**Задание 1**.
Ответьте на вопросы по фрагменту об исторической социологии:
(a) Почему, согласно фрагменту, историческая социология не может не быть описательной?
(b) С какого вопроса, по словам фрагмента, всё начинается в исторической социологии?
(c) Какую страну и какого столетия фрагмент приводит как пример страны, которая в ходе революций кружит на месте?

**Выбранный фрагмент**.
От себя добавлю, что подобные проблемы испытывают и экономисты, если вдруг погружаются в историческую социологию, пройдя через экономическую историю. В такого рода исследованиях невелико значение математики, которой современная экономическая наука уделяет большое внимание. Экономист скептически смотрит на то, что не удается математизировать. Историческая социология для него слишком описательна. Но она не может быть иной, хотя бы по той простой причине, что в давние времена не имелось статистики, которая позволяет сегодня осуществлять расчеты, а косвенные количественные оценки минувших веков слишком неточны.
Историческая социология охватывает различные проблемы, но, думается, в ней существует внутренняя логика. Начинается все с вопроса о том, как и почему в мире вдруг возникает капитализм? Или конкретнее: существуют ли общие условия для возникновения рынка и демократии или у отдельных стран и цивилизаций — своя судьба? Нам трудно понять то, что происходит в России со времени Великих реформ императора Александра II, если мы не изучим, как шла модернизация в Англии, Франции, Германии или Испании. Поверхностный взгляд на проблему состоит в том, что на Западе рынок и свобода существовали всегда. А серьезный анализ со стороны исторической социологии позволяет понять, что же реально способствовало развитию тех стран, которые когда-то были не более развитыми, чем Россия.
Но вот, допустим, изучили мы возникновение капитализма. Однако нам ведь не все равно, возникает ли он сравнительно гладко, как в скандинавских странах, или же в череде кровавых революций, как во Франции. А вот другой аспект данной проблемы: наблюдается ли в ходе революций явное движение вперед, как в Англии XVII века, или раздираемая противоречиями страна кружит на месте, как, скажем, Испания XIX столетия. В России часто спорят о том, стала ли наша революция 1917 года следствием общей неразвитости общества, заговора темных сил или же противоречий, возникших в ходе модернизации? Но те же самые вопросы обсуждались раньше и применительно к революциям, случившимся в других странах. Сравнительный анализ мирового опыта позволяет понять суть отечественных проблем.

**Исходные строки**.
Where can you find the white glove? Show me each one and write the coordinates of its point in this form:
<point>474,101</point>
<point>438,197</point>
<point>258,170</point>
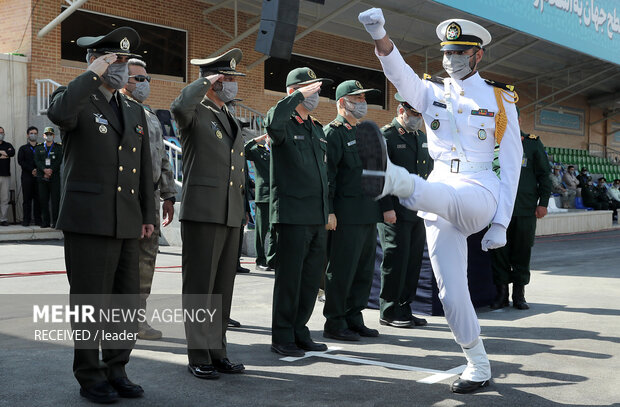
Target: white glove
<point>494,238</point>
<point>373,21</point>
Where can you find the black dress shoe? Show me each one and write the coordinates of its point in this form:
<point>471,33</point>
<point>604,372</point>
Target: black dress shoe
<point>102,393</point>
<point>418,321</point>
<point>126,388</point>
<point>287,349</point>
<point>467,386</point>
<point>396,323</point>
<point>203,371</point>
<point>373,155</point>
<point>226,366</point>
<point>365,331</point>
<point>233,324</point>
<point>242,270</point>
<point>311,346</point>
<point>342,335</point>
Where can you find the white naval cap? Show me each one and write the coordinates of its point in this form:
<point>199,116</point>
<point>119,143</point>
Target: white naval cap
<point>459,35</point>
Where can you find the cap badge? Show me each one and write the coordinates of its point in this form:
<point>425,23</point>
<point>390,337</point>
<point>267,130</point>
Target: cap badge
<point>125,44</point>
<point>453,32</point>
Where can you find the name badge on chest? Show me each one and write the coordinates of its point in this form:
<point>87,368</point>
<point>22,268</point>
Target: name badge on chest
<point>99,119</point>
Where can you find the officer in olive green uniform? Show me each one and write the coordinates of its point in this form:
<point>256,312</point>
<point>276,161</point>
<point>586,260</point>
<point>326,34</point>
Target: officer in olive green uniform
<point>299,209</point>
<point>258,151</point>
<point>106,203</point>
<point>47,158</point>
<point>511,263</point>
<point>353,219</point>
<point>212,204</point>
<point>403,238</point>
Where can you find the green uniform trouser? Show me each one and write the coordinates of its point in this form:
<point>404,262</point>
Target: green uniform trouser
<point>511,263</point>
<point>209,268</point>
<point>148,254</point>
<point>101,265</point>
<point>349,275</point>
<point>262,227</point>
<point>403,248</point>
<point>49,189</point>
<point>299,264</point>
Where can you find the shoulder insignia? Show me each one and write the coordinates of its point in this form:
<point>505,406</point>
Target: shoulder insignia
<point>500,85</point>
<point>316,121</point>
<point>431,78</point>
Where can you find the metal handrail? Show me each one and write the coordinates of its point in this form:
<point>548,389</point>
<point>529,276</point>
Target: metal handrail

**Задание 2**.
Преобразуйте в таблицу Markdown строки, приведенные после фрагмента: начиная с самой первой из них и заканчивая строкой, где стоит «<point>453,32</point>». Таблица должна иметь столбцы «Номер» и «Содержание», пустые строки не включайте, изображения из ответа уберите.

**Ответ с решением 1**.
(a) В давние времена не было статистики, которая сегодня позволяет делать расчеты, а косвенные количественные оценки минувших веков слишком неточны.
(b) С вопроса о том, как и почему в мире вдруг возникает капитализм.
(c) Испанию XIX столетия.

**Ответ с решением 2**.
| Номер | Содержание |
|---|---|
| 1 | Where can you find the white glove? Show me each one and write the coordinates of its point in this form: |
| 2 | <point>474,101</point> |
| 3 | <point>438,197</point> |
| 4 | <point>258,170</point> |
| 5 | Target: white glove |
| 6 | <point>494,238</point> |
| 7 | <point>373,21</point> |
| 8 | Where can you find the black dress shoe? Show me each one and write the coordinates of its point in this form: |
| 9 | <point>471,33</point> |
| 10 | <point>604,372</point> |
| 11 | Target: black dress shoe |
| 12 | <point>102,393</point> |
| 13 | <point>418,321</point> |
| 14 | <point>126,388</point> |
| 15 | <point>287,349</point> |
| 16 | <point>467,386</point> |
| 17 | <point>396,323</point> |
| 18 | <point>203,371</point> |
| 19 | <point>373,155</point> |
| 20 | <point>226,366</point> |
| 21 | <point>365,331</point> |
| 22 | <point>233,324</point> |
| 23 | <point>242,270</point> |
| 24 | <point>311,346</point> |
| 25 | <point>342,335</point> |
| 26 | Where can you find the white naval cap? Show me each one and write the coordinates of its point in this form: |
| 27 | <point>199,116</point> |
| 28 | <point>119,143</point> |
| 29 | Target: white naval cap |
| 30 | <point>459,35</point> |
| 31 | Where can you find the cap badge? Show me each one and write the coordinates of its point in this form: |
| 32 | <point>425,23</point> |
| 33 | <point>390,337</point> |
| 34 | <point>267,130</point> |
| 35 | Target: cap badge |
| 36 | <point>125,44</point> |
| 37 | <point>453,32</point> |